- _TASK PROMPT_
Exactly reproduce the lines beginning with the line that includes "57L146 63H159L157 56L150" and ending with the last line of the data.

***** TASK INPUT

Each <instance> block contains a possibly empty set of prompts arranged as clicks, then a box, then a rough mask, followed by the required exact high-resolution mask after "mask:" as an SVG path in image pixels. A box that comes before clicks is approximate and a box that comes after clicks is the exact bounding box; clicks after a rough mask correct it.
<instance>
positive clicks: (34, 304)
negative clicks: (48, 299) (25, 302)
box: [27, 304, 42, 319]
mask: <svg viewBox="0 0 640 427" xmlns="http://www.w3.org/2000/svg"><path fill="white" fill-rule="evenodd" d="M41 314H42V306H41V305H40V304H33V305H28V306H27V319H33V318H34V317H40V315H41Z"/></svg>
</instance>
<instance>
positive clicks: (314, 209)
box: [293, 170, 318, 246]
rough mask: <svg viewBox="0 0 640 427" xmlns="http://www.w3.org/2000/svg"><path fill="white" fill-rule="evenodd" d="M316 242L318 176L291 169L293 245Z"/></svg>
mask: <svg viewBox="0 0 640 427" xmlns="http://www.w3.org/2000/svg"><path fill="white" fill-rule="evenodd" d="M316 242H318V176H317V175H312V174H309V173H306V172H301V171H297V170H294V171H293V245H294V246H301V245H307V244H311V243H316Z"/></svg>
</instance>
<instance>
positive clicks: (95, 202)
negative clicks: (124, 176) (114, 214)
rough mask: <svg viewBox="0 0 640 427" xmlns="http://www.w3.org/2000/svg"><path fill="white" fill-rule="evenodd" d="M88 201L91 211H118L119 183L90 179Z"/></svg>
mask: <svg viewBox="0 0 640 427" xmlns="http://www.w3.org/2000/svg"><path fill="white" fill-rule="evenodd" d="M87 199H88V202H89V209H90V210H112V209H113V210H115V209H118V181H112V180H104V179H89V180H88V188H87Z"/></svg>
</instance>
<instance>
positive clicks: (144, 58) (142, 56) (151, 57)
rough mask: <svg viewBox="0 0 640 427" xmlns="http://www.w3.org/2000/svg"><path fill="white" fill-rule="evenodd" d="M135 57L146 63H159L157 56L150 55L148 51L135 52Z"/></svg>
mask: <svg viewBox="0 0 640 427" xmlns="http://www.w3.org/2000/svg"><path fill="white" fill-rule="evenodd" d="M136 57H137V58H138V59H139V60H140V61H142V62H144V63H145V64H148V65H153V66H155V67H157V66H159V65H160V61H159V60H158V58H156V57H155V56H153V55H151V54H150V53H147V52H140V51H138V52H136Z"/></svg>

**********

- _RESULT OF THE EXERCISE_
rough mask: <svg viewBox="0 0 640 427" xmlns="http://www.w3.org/2000/svg"><path fill="white" fill-rule="evenodd" d="M135 57L146 63H159L157 56L150 55L148 51L135 52Z"/></svg>
mask: <svg viewBox="0 0 640 427" xmlns="http://www.w3.org/2000/svg"><path fill="white" fill-rule="evenodd" d="M136 57H137V58H138V59H139V60H140V61H142V62H144V63H145V64H148V65H153V66H155V67H157V66H159V65H160V61H159V60H158V58H156V57H155V56H153V55H151V54H150V53H147V52H140V51H138V52H136Z"/></svg>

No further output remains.